» **PROBLEM TO WORK ON**
Print the data exactly, leaving nothing out.

» **PROVIDED DATA**
>>>
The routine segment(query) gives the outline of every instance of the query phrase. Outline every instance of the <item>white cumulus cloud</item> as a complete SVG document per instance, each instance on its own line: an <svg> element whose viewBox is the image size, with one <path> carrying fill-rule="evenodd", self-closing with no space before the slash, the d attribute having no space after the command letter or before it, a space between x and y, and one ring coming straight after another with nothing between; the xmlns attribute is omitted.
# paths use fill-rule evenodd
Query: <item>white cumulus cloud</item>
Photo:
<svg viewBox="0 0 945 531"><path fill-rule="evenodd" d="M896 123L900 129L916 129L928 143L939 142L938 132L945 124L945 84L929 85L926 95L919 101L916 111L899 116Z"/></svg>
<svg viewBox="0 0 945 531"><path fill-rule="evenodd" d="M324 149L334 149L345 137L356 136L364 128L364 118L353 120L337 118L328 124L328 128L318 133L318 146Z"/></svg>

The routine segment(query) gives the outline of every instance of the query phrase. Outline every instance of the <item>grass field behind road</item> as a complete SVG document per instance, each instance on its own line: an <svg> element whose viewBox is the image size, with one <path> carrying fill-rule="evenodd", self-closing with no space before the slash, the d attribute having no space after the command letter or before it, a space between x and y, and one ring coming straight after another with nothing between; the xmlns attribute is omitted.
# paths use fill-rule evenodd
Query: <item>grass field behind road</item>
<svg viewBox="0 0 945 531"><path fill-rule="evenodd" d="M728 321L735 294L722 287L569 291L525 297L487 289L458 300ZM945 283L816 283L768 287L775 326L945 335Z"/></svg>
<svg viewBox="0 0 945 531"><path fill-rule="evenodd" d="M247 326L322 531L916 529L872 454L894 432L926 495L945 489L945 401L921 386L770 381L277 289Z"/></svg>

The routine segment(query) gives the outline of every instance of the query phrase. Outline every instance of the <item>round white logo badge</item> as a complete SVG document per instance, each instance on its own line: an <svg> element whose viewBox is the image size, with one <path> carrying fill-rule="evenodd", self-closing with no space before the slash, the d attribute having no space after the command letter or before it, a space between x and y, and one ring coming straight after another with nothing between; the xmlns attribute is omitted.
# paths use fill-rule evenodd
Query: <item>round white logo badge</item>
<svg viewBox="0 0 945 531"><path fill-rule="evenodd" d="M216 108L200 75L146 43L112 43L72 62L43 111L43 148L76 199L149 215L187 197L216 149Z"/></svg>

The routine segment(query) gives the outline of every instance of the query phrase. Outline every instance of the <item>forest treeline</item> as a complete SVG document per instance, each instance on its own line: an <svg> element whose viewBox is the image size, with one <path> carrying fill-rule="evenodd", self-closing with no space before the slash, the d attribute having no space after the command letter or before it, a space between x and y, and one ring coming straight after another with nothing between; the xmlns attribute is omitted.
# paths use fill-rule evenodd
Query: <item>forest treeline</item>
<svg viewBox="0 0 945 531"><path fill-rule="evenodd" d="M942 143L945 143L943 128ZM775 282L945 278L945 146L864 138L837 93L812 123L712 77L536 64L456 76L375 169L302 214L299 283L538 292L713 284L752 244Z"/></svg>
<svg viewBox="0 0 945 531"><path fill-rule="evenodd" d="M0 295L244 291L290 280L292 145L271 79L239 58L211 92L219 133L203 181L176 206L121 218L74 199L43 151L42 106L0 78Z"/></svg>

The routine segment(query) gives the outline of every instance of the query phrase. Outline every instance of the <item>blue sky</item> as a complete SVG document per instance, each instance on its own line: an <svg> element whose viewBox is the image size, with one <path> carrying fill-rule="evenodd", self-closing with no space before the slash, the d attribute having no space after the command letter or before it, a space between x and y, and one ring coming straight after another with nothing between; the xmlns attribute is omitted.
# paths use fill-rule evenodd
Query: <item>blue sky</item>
<<<
» **SOLUTION FOR THIS TASK**
The routine segment(query) gives the outline of every instance of the query phrase. Outline every instance of the <item>white cumulus cloud</item> as a complete SVG document per instance, each instance on its own line: an <svg> element whose viewBox is the image size, with one <path> carrying fill-rule="evenodd", self-closing with no space before the slash, the d attribute having no space after the command letter or before it, a space between x and y, and one ring coming straight after another with nothing between; the xmlns attribute is omitted.
# paths use fill-rule evenodd
Query: <item>white cumulus cloud</item>
Photo:
<svg viewBox="0 0 945 531"><path fill-rule="evenodd" d="M896 123L900 129L916 129L928 143L939 142L938 132L945 124L945 84L929 85L926 95L919 101L916 111L899 116Z"/></svg>
<svg viewBox="0 0 945 531"><path fill-rule="evenodd" d="M324 149L334 149L345 137L356 136L364 128L364 118L353 120L337 118L328 124L328 128L318 133L318 146Z"/></svg>

The routine segment(query) gives the outline of every instance of the query phrase. Outline every instance of the <item>grass field behind road</item> as a complete SVG document per instance, each instance on its own line: an <svg> element whose viewBox is the image size, with one <path> carrying fill-rule="evenodd", self-closing with no space before the slash, the d attribute having no space after the command letter or before it, a space between x and y, and one ring coming straight after another with nothing between; the xmlns attribute is omitted.
# paths use fill-rule evenodd
Query: <item>grass field behind road</item>
<svg viewBox="0 0 945 531"><path fill-rule="evenodd" d="M728 321L735 294L722 287L569 291L525 297L487 289L458 300ZM945 283L816 283L768 287L775 326L945 335Z"/></svg>
<svg viewBox="0 0 945 531"><path fill-rule="evenodd" d="M247 326L322 531L916 529L872 454L894 432L926 495L945 489L945 401L921 386L770 381L277 289Z"/></svg>

The routine segment(query) gives the outline of every instance of the query phrase. Outline every instance of the <item>round white logo badge</item> as a complete SVG document per instance, each instance on its own line: an <svg> element whose viewBox is the image size, with one <path> carrying fill-rule="evenodd", self-closing with no space before the slash, the d attribute having no space after the command letter or before it, a space between x and y, and one ring coming straight after another with nothing between; the xmlns attribute is omitted.
# paths use fill-rule evenodd
Query: <item>round white logo badge</item>
<svg viewBox="0 0 945 531"><path fill-rule="evenodd" d="M216 108L200 75L146 43L112 43L72 62L43 111L43 148L76 199L149 215L187 197L216 149Z"/></svg>

The routine segment(query) gives the outline of every instance of the query phrase. Outline every instance of the <item>forest treeline</item> as a complete SVG document per instance, each instance on its own line: an <svg> element whose viewBox is the image size, with one <path> carrying fill-rule="evenodd", self-closing with no space before the slash, the d attribute having no space after the command letter or before it, a space between x and y, and one ring coming straight after another with nothing between; the xmlns attribute is omitted.
# paths use fill-rule evenodd
Query: <item>forest treeline</item>
<svg viewBox="0 0 945 531"><path fill-rule="evenodd" d="M942 143L945 143L943 128ZM775 282L945 278L945 146L864 138L837 93L812 123L712 77L536 64L456 76L375 169L302 214L299 283L538 292L713 284L752 244Z"/></svg>
<svg viewBox="0 0 945 531"><path fill-rule="evenodd" d="M0 295L244 291L290 280L292 145L271 79L239 58L211 92L219 133L203 181L176 206L121 218L74 199L43 151L42 106L0 78Z"/></svg>

The routine segment(query) gives the outline of every instance of the query phrase. Outline every instance of the <item>blue sky</item> as a complete SVG document per instance, each instance on its own line: an <svg> element whose viewBox is the image size, with one <path> carrying fill-rule="evenodd", self-closing with no space before the slash, the d attribute having no space after the command letter or before it, a space between x and y, and one ring coming straight after another with nothing between; the xmlns attribute is omitted.
# paths use fill-rule evenodd
Query: <item>blue sky</item>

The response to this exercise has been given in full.